[Task instructions]
Find the line that contains "the bird's upper". Then set down that line and all the lines after it, to the end of the records, exactly and with nothing added.
##### Input records
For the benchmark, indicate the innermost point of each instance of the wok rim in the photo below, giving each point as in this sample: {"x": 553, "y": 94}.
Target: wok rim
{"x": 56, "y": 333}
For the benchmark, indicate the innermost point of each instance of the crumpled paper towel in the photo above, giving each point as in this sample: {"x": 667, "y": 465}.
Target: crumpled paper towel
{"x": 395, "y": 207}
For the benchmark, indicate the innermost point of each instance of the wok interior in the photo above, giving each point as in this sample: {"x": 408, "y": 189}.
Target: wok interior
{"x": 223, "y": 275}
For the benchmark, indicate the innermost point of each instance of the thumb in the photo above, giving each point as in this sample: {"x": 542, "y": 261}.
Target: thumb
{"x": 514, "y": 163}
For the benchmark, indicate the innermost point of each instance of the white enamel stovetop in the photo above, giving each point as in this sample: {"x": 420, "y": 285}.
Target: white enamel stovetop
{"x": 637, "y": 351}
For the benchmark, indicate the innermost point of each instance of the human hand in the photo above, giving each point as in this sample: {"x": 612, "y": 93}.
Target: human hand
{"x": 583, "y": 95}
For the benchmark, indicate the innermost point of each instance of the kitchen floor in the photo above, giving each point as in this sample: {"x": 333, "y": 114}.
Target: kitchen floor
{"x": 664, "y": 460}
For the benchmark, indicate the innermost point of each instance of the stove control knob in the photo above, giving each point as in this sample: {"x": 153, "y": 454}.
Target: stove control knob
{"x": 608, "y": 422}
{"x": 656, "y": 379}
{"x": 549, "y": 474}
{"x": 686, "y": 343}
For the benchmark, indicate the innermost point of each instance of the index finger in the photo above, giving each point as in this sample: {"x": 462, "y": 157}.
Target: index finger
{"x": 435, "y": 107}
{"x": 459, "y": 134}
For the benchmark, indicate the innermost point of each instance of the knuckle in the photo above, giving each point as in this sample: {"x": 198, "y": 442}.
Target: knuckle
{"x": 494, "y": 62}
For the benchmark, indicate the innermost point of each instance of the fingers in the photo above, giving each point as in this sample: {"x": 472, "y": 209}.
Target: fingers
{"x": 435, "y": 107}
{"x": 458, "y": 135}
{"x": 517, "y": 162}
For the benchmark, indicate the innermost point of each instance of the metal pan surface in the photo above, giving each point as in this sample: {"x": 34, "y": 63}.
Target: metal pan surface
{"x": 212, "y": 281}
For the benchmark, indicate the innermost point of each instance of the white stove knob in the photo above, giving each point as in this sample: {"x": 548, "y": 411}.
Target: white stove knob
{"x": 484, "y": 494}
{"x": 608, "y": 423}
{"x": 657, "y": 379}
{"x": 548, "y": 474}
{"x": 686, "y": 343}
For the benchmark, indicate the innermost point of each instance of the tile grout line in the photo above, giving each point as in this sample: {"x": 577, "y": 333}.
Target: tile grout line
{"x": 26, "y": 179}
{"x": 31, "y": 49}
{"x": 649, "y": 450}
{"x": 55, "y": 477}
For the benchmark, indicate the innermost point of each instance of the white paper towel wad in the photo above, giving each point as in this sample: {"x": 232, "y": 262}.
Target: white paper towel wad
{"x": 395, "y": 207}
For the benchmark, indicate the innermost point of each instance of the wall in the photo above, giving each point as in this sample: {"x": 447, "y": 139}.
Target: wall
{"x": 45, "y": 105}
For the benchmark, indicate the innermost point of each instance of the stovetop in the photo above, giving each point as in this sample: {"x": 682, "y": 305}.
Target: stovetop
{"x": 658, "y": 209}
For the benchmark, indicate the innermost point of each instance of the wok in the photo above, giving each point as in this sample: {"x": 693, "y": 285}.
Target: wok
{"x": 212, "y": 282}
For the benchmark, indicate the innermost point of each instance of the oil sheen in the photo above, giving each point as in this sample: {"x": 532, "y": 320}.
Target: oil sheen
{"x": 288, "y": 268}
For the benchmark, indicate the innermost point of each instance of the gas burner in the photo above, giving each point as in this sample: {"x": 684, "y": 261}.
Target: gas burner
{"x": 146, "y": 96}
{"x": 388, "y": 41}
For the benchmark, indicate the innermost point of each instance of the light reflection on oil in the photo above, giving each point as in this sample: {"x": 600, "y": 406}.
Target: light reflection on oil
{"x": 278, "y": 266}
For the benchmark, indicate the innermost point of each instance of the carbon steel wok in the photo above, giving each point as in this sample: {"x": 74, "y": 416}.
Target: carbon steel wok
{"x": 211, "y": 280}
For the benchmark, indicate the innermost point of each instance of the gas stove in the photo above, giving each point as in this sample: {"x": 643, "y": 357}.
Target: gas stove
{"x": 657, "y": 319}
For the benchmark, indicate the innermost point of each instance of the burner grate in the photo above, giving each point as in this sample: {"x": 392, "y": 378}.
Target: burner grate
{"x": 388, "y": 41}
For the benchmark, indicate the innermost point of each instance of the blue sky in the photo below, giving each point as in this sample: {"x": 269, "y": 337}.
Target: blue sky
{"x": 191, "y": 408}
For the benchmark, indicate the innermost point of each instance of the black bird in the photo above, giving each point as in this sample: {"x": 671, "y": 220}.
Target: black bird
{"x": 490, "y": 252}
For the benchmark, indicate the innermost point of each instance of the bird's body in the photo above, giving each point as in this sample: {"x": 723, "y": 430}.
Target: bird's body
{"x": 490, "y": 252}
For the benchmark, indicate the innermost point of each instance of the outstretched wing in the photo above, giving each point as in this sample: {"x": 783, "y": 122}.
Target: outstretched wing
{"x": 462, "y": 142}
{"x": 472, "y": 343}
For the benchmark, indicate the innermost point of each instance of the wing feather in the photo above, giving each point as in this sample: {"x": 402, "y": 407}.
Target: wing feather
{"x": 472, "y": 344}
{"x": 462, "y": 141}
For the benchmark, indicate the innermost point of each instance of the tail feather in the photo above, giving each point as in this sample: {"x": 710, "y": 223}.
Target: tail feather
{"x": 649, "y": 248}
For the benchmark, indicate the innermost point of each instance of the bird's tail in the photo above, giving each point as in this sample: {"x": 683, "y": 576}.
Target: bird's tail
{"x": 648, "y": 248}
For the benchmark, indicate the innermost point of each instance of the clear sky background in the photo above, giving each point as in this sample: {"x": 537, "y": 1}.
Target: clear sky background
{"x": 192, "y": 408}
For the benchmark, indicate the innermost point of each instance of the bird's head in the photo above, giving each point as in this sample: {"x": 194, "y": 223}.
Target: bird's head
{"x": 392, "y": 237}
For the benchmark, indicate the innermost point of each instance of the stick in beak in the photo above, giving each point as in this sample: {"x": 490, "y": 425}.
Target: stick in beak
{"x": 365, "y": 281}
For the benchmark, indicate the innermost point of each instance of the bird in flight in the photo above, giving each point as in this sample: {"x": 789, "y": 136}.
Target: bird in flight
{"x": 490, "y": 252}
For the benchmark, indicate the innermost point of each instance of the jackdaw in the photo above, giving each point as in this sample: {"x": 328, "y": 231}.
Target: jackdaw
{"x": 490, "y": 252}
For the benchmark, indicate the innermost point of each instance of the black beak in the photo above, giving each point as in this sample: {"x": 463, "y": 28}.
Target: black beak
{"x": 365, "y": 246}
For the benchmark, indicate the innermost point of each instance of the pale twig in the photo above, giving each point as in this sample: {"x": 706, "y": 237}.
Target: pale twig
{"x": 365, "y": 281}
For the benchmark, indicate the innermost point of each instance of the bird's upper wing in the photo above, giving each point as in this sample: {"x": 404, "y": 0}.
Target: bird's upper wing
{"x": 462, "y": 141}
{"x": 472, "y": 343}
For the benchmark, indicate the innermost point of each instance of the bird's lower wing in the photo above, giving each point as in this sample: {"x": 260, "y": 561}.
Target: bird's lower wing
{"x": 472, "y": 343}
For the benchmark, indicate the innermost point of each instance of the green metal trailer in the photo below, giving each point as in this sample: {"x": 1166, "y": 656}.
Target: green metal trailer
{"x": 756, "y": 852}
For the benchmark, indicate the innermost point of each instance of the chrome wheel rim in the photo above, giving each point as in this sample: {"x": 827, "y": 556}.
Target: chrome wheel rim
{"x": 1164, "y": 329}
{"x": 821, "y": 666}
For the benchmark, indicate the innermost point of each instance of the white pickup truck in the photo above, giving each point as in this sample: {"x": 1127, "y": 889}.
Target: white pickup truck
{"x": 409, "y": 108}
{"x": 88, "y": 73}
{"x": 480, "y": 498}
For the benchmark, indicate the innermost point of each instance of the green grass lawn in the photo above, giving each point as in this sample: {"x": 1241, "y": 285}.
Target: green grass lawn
##########
[Output of the task]
For the benchmark, indicate the innermost point of each instance of the bird's upper wing in the photo above, giving each point as in this sample: {"x": 404, "y": 0}.
Target: bird's upper wing
{"x": 462, "y": 141}
{"x": 472, "y": 343}
For the benchmark, indicate the innermost point of each instance of the bird's lower wing in the photo above, giving each point as in this sample: {"x": 260, "y": 561}.
Target: bird's lower wing
{"x": 472, "y": 343}
For the benchmark, indicate the innermost point of each instance of the green metal trailer in the photo below, giving each point as in this sample: {"x": 1166, "y": 656}.
Target: green metal trailer
{"x": 756, "y": 852}
For the benchmark, indicate the innermost point of each instance of the chrome wheel rim in the photo above, giving each point as in this sample: {"x": 827, "y": 556}.
Target: chrome wheel rim
{"x": 1164, "y": 329}
{"x": 821, "y": 666}
For the benchmark, indicate the innermost point of each instance of the white pickup truck in the photo above, giving each point as in this sample: {"x": 1127, "y": 889}.
Target: white pickup truck
{"x": 409, "y": 108}
{"x": 88, "y": 73}
{"x": 480, "y": 498}
For the benchmark, indicate the innermost point of each instance of the green grass lawn in the photo above, giving each point as in this sample: {"x": 1241, "y": 285}.
Target: green grass lawn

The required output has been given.